─── Rows
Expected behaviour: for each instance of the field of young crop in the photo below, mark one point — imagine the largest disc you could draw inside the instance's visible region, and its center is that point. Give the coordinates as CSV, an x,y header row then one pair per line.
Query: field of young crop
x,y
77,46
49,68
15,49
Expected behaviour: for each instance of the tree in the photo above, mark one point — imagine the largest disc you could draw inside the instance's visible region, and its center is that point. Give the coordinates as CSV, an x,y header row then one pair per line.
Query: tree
──────
• **Aim of the exercise**
Format each entry above as a JSON list of strings, with one string for each line and no blank lines.

• **Problem solution**
[
  "Expected behaviour: for each instance of the field of young crop in the photo below, mark one point — imagine the largest disc you could draw inside the instance's visible region, and its center is that point. Give the coordinates as CSV, an x,y header row then one pair per line.",
  "Query: field of young crop",
  "x,y",
  "77,46",
  "49,68",
  "15,49",
  "Expected behaviour: for each instance of the tree in the photo above, mark one point — imagine the largest disc you could draw inside the instance's visible region, and its center is that point. Give the coordinates as CSV, an x,y header row then one pair per line.",
  "Query: tree"
]